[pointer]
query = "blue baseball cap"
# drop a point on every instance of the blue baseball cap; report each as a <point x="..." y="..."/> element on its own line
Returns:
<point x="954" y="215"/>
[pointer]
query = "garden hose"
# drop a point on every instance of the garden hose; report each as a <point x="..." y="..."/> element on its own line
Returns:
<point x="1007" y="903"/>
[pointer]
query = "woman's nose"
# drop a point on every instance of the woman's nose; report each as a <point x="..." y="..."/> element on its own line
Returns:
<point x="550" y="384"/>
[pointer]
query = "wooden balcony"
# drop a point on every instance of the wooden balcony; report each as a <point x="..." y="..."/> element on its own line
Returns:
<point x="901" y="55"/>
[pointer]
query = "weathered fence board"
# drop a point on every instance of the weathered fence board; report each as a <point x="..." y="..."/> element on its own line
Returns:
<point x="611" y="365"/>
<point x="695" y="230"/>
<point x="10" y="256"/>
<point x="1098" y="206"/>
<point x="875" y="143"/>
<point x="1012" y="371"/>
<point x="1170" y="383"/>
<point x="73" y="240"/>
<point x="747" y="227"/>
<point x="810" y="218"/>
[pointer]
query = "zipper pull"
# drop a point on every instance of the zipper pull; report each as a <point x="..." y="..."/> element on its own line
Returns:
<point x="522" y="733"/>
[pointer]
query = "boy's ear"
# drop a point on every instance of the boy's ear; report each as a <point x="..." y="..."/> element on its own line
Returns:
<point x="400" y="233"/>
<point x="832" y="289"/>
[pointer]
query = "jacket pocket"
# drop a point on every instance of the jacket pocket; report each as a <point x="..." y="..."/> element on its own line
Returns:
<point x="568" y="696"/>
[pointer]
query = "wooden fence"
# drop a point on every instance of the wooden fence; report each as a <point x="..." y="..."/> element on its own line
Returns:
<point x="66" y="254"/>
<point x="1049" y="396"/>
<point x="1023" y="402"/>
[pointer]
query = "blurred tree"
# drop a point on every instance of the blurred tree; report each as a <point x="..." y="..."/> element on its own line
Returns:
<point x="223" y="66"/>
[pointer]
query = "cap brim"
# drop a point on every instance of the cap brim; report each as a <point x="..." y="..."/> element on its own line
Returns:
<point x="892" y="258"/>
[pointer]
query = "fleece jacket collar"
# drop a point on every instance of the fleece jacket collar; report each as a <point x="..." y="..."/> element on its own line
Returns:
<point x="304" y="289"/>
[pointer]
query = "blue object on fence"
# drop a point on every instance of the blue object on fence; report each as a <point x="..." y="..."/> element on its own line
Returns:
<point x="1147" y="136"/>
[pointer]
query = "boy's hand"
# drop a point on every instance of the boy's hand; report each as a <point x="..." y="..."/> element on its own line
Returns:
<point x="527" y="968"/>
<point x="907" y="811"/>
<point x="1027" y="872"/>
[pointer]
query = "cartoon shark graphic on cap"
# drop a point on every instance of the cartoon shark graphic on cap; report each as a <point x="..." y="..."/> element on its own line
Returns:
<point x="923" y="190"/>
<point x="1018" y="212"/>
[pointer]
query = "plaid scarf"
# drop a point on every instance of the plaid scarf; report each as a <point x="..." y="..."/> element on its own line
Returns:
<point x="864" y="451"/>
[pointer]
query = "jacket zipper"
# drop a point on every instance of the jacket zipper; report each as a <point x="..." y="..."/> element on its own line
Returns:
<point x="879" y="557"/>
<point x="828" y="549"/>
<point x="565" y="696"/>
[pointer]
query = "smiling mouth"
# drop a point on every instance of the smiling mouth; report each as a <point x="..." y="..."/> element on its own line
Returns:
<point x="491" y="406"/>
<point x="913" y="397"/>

——————

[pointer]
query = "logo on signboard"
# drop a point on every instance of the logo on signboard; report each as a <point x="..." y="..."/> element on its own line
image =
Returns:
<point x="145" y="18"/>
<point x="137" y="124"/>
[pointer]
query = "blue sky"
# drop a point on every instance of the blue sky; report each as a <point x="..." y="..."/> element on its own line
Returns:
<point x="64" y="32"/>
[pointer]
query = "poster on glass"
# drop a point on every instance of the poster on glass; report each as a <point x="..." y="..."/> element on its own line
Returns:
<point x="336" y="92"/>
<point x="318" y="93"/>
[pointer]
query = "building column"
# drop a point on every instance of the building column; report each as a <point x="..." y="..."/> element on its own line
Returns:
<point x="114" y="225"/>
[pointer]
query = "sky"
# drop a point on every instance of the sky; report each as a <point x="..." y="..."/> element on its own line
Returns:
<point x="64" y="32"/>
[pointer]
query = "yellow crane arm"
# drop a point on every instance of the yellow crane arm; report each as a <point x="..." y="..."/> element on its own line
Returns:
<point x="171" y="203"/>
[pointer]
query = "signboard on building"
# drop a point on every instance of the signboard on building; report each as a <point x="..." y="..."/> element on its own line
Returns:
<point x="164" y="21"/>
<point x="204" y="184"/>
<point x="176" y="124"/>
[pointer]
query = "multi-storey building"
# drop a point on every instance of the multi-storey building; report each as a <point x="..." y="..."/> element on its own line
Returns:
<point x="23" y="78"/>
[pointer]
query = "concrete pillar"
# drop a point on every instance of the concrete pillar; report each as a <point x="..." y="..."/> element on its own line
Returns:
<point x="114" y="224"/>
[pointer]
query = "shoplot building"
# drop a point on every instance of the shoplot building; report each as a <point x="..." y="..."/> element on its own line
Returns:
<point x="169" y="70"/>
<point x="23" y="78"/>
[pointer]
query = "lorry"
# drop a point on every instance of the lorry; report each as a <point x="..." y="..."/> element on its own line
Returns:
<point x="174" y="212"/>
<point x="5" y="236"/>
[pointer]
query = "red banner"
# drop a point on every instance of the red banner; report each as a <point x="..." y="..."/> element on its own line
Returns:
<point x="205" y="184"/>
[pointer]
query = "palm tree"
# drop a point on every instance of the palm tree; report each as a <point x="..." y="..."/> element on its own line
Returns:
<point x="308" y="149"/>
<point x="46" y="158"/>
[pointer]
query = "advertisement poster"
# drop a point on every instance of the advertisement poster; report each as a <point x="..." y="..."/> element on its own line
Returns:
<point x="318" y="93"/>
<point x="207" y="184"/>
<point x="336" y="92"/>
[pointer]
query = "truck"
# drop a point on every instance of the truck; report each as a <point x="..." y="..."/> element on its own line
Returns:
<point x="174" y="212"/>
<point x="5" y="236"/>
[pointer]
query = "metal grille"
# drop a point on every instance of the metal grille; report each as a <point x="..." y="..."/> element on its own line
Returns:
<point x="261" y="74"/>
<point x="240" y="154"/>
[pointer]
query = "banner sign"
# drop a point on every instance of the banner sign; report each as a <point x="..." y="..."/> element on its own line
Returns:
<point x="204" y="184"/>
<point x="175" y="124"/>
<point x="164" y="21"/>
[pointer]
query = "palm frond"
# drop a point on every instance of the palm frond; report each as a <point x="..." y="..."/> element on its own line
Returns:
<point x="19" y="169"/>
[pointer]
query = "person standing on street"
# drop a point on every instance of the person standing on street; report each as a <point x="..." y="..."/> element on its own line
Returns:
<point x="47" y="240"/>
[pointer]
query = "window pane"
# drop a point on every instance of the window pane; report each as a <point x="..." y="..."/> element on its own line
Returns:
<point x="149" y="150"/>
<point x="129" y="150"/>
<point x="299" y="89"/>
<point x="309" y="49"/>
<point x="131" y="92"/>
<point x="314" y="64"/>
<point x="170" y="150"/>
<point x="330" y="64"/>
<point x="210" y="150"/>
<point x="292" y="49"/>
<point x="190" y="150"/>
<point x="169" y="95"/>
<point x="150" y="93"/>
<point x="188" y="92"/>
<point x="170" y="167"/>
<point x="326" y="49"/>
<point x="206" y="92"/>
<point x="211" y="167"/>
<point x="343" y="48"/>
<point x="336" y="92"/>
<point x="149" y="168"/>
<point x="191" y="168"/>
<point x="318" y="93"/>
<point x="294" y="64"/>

——————

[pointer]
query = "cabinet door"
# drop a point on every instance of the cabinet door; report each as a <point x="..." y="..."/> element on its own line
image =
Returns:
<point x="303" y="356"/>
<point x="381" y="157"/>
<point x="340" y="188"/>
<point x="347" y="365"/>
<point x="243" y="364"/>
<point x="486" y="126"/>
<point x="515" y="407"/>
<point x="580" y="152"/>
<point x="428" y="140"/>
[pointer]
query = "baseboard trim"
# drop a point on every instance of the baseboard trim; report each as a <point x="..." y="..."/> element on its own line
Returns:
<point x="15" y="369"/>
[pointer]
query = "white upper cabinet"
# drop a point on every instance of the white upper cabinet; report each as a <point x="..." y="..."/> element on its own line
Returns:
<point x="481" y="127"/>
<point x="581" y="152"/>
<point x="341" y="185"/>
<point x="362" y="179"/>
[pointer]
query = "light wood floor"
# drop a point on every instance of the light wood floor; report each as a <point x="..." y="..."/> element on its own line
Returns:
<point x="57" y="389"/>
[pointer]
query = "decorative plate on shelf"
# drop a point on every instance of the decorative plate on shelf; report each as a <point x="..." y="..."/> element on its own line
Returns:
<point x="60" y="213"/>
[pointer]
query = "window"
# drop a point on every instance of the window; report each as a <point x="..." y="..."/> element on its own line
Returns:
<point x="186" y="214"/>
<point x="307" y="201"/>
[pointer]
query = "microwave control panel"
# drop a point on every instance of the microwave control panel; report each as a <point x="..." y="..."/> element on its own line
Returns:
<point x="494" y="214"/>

——————

List every line of the data above that contains the word "floor".

query = "light wood floor"
# drop a point on every instance of the light wood floor; report each as a <point x="..." y="..."/> element on its own line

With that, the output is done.